**** PASSAGE TO READ ****

Oregon fans have been advised to stay away from sharp objects following their beloved Ducks' disturbing No. 3 debut in the first Bowl Championships Series standings.
Third in the BCS is like fourth in the Olympics, but the good news is that this is the second-to-last-ever first release of the BCS standings.
The system is being junked in 2014 for a four-team playoff that would currently put this year's Oregon squad in the national semifinals.
How does that help Oregon now?
It doesn't, but it's also early.
The whiz-kid pundits were wrong in predicting Alabama and Oregon would debut at No. 1 and No. 2 in the first standings.
Alabama is No. 1, of course, with its glossy .9761 average, followed by Florida. Oregon is third by an eyelash, trailing by the margin of .9092 to .8993.
The BCS is weighted two-thirds to the Harris Interactive and USA Today coaches' polls, where Oregon sits at No. 2 in both, but it is being pulled down by a No. 6 computer rating.

**** DATASET ****

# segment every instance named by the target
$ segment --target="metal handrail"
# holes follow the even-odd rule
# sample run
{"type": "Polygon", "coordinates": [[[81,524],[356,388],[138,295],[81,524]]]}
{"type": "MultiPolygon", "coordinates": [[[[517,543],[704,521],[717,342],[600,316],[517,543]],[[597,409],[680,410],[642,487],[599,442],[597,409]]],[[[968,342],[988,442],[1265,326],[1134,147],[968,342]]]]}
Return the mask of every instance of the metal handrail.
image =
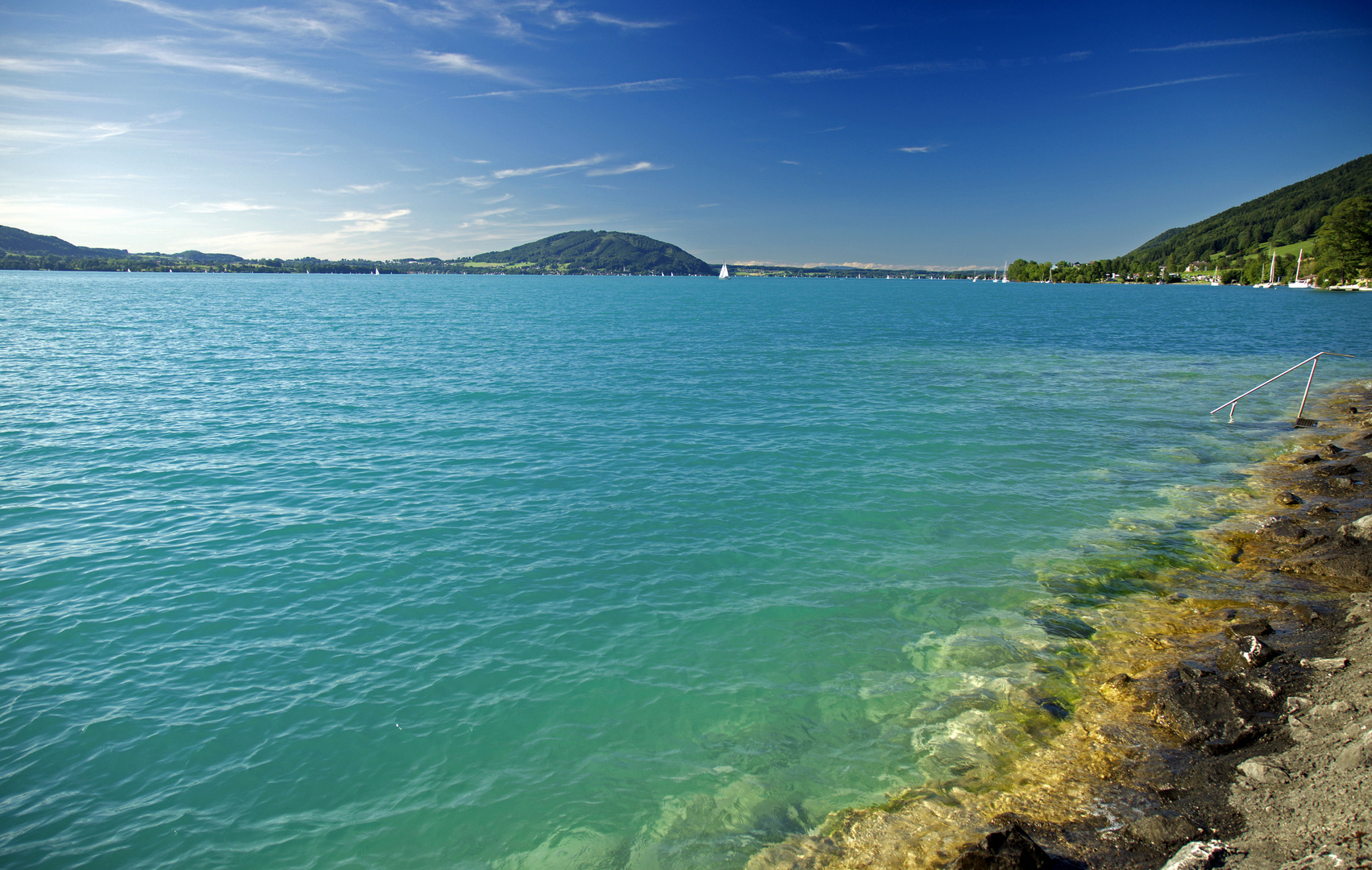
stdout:
{"type": "Polygon", "coordinates": [[[1291,374],[1292,371],[1295,371],[1301,366],[1303,366],[1306,363],[1310,363],[1310,377],[1306,378],[1306,381],[1305,381],[1305,395],[1301,396],[1301,410],[1295,412],[1295,425],[1299,426],[1301,421],[1305,419],[1301,415],[1305,414],[1305,400],[1306,400],[1306,397],[1310,396],[1310,384],[1314,382],[1314,367],[1320,364],[1320,358],[1321,356],[1343,356],[1343,358],[1347,358],[1347,359],[1356,359],[1351,353],[1334,353],[1332,351],[1320,351],[1318,353],[1316,353],[1310,359],[1302,359],[1301,362],[1298,362],[1297,364],[1291,366],[1290,369],[1287,369],[1281,374],[1279,374],[1279,375],[1276,375],[1273,378],[1268,378],[1262,384],[1258,384],[1257,386],[1254,386],[1253,389],[1250,389],[1247,393],[1239,393],[1238,396],[1235,396],[1229,401],[1225,401],[1218,408],[1216,408],[1214,411],[1210,411],[1210,412],[1214,414],[1216,411],[1222,411],[1225,408],[1229,408],[1229,422],[1232,423],[1233,422],[1233,410],[1236,407],[1239,407],[1239,399],[1243,399],[1249,393],[1255,393],[1259,389],[1262,389],[1264,386],[1266,386],[1268,384],[1270,384],[1272,381],[1276,381],[1277,378],[1280,378],[1281,375],[1291,374]]]}

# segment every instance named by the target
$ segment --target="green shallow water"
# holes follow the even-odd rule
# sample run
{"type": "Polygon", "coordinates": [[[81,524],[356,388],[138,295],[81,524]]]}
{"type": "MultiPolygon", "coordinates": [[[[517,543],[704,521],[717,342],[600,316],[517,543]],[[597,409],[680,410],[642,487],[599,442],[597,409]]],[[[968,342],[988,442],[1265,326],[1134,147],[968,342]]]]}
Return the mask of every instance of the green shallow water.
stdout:
{"type": "Polygon", "coordinates": [[[0,300],[7,867],[741,867],[1050,738],[1078,621],[1199,563],[1302,384],[1206,411],[1320,349],[1372,375],[1372,293],[0,300]]]}

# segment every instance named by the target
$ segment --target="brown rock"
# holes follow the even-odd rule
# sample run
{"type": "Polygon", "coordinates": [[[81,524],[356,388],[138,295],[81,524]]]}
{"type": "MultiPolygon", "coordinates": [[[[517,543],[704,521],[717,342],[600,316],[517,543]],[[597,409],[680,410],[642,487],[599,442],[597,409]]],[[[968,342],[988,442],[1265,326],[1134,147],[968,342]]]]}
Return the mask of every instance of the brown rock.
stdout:
{"type": "Polygon", "coordinates": [[[1052,856],[1025,829],[1013,825],[993,830],[981,843],[963,847],[949,870],[1050,870],[1052,856]]]}

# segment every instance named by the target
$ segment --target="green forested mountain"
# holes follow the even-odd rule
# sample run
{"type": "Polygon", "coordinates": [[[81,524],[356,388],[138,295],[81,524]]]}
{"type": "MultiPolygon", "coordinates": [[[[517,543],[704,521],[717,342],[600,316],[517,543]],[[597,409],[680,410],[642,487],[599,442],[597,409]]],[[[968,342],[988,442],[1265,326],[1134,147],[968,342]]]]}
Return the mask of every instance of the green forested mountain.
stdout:
{"type": "Polygon", "coordinates": [[[1372,196],[1372,155],[1350,160],[1313,178],[1273,190],[1242,206],[1170,229],[1143,243],[1132,259],[1190,263],[1211,253],[1242,253],[1273,241],[1303,241],[1320,229],[1334,207],[1353,196],[1372,196]]]}
{"type": "Polygon", "coordinates": [[[118,248],[82,248],[56,236],[36,236],[12,226],[0,226],[0,253],[29,253],[54,256],[129,256],[118,248]]]}
{"type": "Polygon", "coordinates": [[[676,245],[635,233],[576,230],[531,241],[509,251],[493,251],[471,258],[472,263],[531,263],[541,269],[568,271],[675,273],[705,275],[709,263],[676,245]]]}

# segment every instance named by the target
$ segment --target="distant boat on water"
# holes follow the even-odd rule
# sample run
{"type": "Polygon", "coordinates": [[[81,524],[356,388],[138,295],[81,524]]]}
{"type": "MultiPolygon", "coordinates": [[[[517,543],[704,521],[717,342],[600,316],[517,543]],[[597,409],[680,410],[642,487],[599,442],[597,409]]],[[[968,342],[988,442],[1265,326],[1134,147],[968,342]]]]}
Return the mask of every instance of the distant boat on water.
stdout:
{"type": "Polygon", "coordinates": [[[1301,281],[1301,259],[1303,256],[1305,256],[1305,248],[1301,248],[1301,252],[1295,255],[1295,279],[1291,281],[1291,284],[1288,284],[1287,286],[1305,288],[1305,289],[1314,286],[1309,281],[1301,281]]]}

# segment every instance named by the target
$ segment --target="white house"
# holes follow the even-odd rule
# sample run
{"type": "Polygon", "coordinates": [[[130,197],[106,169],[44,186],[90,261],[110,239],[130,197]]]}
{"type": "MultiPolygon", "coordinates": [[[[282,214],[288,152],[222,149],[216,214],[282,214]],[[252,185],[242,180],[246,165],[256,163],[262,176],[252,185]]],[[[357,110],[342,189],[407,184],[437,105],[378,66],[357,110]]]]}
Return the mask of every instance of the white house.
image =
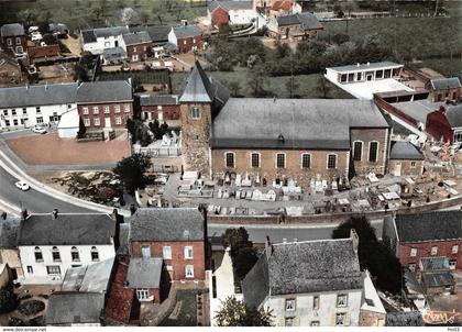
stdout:
{"type": "Polygon", "coordinates": [[[22,86],[0,89],[0,130],[57,124],[62,114],[77,110],[77,84],[22,86]]]}
{"type": "Polygon", "coordinates": [[[125,48],[123,35],[130,33],[128,26],[110,26],[81,31],[81,48],[91,54],[102,54],[105,49],[125,48]]]}
{"type": "Polygon", "coordinates": [[[358,327],[363,276],[356,236],[278,244],[267,241],[242,281],[244,301],[273,310],[277,327],[358,327]]]}
{"type": "Polygon", "coordinates": [[[61,284],[73,267],[116,256],[116,220],[103,213],[36,213],[21,221],[22,284],[61,284]]]}

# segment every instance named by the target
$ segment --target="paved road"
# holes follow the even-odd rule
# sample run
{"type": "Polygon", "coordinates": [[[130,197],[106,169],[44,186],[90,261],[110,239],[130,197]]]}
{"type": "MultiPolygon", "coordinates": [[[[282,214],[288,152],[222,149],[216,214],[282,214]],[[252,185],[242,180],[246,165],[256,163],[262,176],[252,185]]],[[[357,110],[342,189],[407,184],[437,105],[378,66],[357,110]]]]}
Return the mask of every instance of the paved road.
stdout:
{"type": "MultiPolygon", "coordinates": [[[[373,220],[371,224],[375,229],[375,234],[378,239],[382,237],[383,220],[373,220]]],[[[239,228],[241,225],[235,225],[239,228]]],[[[264,243],[266,235],[270,236],[271,242],[292,242],[309,240],[327,240],[331,239],[332,230],[337,226],[334,224],[316,224],[316,225],[242,225],[249,233],[249,237],[254,243],[264,243]]],[[[208,235],[210,237],[218,237],[229,229],[228,225],[209,224],[208,235]]]]}
{"type": "Polygon", "coordinates": [[[25,208],[30,213],[46,213],[52,212],[53,209],[58,209],[59,212],[63,213],[91,212],[89,209],[57,200],[33,189],[21,191],[14,187],[15,181],[18,180],[14,177],[0,167],[0,200],[16,207],[25,208]]]}

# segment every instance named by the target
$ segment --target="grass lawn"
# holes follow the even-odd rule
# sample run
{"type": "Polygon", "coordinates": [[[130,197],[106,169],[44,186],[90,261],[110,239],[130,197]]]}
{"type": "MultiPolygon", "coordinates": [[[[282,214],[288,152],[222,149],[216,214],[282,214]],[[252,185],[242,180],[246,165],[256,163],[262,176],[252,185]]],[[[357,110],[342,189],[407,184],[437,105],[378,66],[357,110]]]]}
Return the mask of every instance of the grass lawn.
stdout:
{"type": "MultiPolygon", "coordinates": [[[[246,84],[246,68],[240,67],[234,71],[212,71],[210,74],[220,80],[224,86],[227,86],[230,81],[238,81],[240,84],[239,95],[243,97],[252,97],[252,91],[246,84]]],[[[174,93],[182,93],[186,84],[185,79],[187,75],[187,73],[172,74],[172,86],[174,93]]],[[[317,81],[319,77],[320,74],[295,76],[295,82],[298,84],[298,89],[296,89],[295,95],[298,95],[301,98],[322,98],[322,93],[317,91],[317,81]]],[[[288,98],[289,91],[287,91],[286,82],[289,79],[289,76],[267,77],[265,90],[271,91],[272,95],[276,96],[277,98],[288,98]]],[[[329,84],[329,98],[352,98],[350,95],[331,84],[329,84]]]]}

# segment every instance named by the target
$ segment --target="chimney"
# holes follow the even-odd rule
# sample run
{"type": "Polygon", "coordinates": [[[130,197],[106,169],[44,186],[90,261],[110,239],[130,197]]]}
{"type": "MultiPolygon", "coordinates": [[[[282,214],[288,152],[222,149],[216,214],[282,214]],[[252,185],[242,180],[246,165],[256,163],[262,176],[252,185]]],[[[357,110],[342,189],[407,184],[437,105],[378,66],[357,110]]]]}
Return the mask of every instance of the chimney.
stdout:
{"type": "Polygon", "coordinates": [[[270,242],[268,235],[266,235],[266,240],[265,240],[265,254],[266,254],[266,259],[270,259],[271,255],[273,254],[273,244],[270,242]]]}
{"type": "Polygon", "coordinates": [[[354,229],[350,230],[350,237],[353,241],[353,251],[358,254],[358,247],[360,245],[360,237],[354,229]]]}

****

### ASSIGNED TASK
Could you quote, word for word, the stretch of the Oregon BCS article that starts with the words "The system is" and ends with "it's also early."?

### WRITTEN SOLUTION
The system is being junked in 2014 for a four-team playoff that would currently put this year's Oregon squad in the national semifinals.
How does that help Oregon now?
It doesn't, but it's also early.